Transcribe, word for word, the passage of the matching metrics page between "from support import" and "mass_err=input2['MASS_ERR'], z_err=input2['Z_ERR'])", inclusive.

◆ Page:
#####
Metrics of matching (simple)¶
Example of the functions to plot match_metrics of matching.
%load_ext autoreload
%autoreload 2
import numpy as np
import pylab as plt
Generate random data and add to catalog¶
# For reproducibility
np.random.seed(1)
from support import gen_cluster
input1, input2 = gen_cluster(ra_min=0, ra_max=30, dec_min=0, dec_max=30)
Initial number of clusters (logM>12.48): 2,740
Clusters in catalog1: 835
Clusters in catalog2: 928
from clevar import ClCatalog
c1 = ClCatalog('Cat1', ra=input1['RA'], dec=input1['DEC'], z=input1['Z'], mass=input1['MASS'],
mass_err=input1['MASS_ERR'], z_err=input1['Z_ERR'])
c2 = ClCatalog('Cat2', ra=input2['RA'], dec=input2['DEC'], z=input2['Z'], mass=input2['MASS'],
mass_err=input2['MASS_ERR'], z_err=input2['Z_ERR'])
# Format for nice display
for c in ('ra', 'dec', 'z', 'z_err'):
c1[c].info.format = '.2f'
c2[c].info.format = '.2f'
for c in ('mass', 'mass_err'):
c1[c].info.format = '.2e'
c2[c].info.format = '.2e'
/home/aguena/.local/lib/python3.9/site-packages/clevar-0.13.2-py3.9.egg/clevar/catalog.py:267: UserWarning: id column missing, additional one is being created.
#####
◆ Recorded data:
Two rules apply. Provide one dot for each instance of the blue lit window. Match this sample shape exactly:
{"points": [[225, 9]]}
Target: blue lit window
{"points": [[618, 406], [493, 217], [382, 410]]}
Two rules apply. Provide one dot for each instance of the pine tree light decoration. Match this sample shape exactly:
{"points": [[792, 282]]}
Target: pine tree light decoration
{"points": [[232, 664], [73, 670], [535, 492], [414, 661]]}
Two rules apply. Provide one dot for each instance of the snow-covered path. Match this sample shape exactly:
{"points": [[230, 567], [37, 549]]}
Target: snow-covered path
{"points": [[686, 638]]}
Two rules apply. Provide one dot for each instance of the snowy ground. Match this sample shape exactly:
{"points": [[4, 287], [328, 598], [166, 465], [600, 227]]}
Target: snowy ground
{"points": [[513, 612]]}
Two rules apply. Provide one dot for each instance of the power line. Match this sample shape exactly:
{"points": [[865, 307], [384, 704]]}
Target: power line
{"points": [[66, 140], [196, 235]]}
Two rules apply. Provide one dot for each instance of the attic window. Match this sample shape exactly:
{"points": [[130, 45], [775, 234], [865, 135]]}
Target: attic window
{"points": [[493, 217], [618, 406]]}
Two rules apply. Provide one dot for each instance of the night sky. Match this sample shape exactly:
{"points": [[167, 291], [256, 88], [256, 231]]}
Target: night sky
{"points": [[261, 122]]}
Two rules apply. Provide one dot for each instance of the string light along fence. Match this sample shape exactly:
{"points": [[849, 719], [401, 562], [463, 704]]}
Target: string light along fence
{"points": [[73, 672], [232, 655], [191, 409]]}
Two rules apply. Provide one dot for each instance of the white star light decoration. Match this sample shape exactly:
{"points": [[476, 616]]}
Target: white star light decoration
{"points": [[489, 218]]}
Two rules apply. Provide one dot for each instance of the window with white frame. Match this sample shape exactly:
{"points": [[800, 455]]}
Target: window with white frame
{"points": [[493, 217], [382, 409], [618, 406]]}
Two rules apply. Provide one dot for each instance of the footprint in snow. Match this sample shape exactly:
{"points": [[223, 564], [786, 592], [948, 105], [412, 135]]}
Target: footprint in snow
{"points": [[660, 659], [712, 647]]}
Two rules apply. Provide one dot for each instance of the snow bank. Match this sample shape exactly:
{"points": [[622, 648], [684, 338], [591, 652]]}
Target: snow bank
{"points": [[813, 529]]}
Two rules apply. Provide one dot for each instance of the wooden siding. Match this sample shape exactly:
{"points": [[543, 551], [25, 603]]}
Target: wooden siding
#####
◆ Written response:
from support import gen_cluster
input1, input2 = gen_cluster(ra_min=0, ra_max=30, dec_min=0, dec_max=30)
Initial number of clusters (logM>12.48): 2,740
Clusters in catalog1: 835
Clusters in catalog2: 928
from clevar import ClCatalog
c1 = ClCatalog('Cat1', ra=input1['RA'], dec=input1['DEC'], z=input1['Z'], mass=input1['MASS'],
mass_err=input1['MASS_ERR'], z_err=input1['Z_ERR'])
c2 = ClCatalog('Cat2', ra=input2['RA'], dec=input2['DEC'], z=input2['Z'], mass=input2['MASS'],
mass_err=input2['MASS_ERR'], z_err=input2['Z_ERR'])